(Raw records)
##########

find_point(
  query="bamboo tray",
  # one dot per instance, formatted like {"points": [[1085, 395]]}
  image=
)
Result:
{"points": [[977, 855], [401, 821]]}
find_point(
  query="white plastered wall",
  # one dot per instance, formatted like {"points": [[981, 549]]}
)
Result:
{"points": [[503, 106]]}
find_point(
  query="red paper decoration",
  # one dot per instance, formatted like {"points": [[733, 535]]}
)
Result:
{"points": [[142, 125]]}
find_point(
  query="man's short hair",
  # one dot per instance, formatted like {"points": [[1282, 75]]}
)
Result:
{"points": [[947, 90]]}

##########

# WRITTEN EXERCISE
Convert every line of the raw records above into a numbered list, omitting any blank lines.

# RESULT FOR THIS EXERCISE
1. find_point(
2.   query="bamboo tray",
3.   # one dot per instance, formatted like {"points": [[1085, 395]]}
4.   image=
5. )
6. Result:
7. {"points": [[977, 855], [401, 821]]}
8. find_point(
9.   query="white plastered wall",
10.   # one dot per instance, formatted like {"points": [[981, 549]]}
11. )
12. Result:
13. {"points": [[503, 106]]}
14. find_point(
15.   query="red paper decoration",
16.   # one dot per instance, formatted like {"points": [[733, 535]]}
17. )
18. Result:
19. {"points": [[142, 125]]}
20. find_point(
21.   query="man's short hair",
22.   # one dot per instance, formatted like {"points": [[1282, 75]]}
23. )
24. Result:
25. {"points": [[947, 90]]}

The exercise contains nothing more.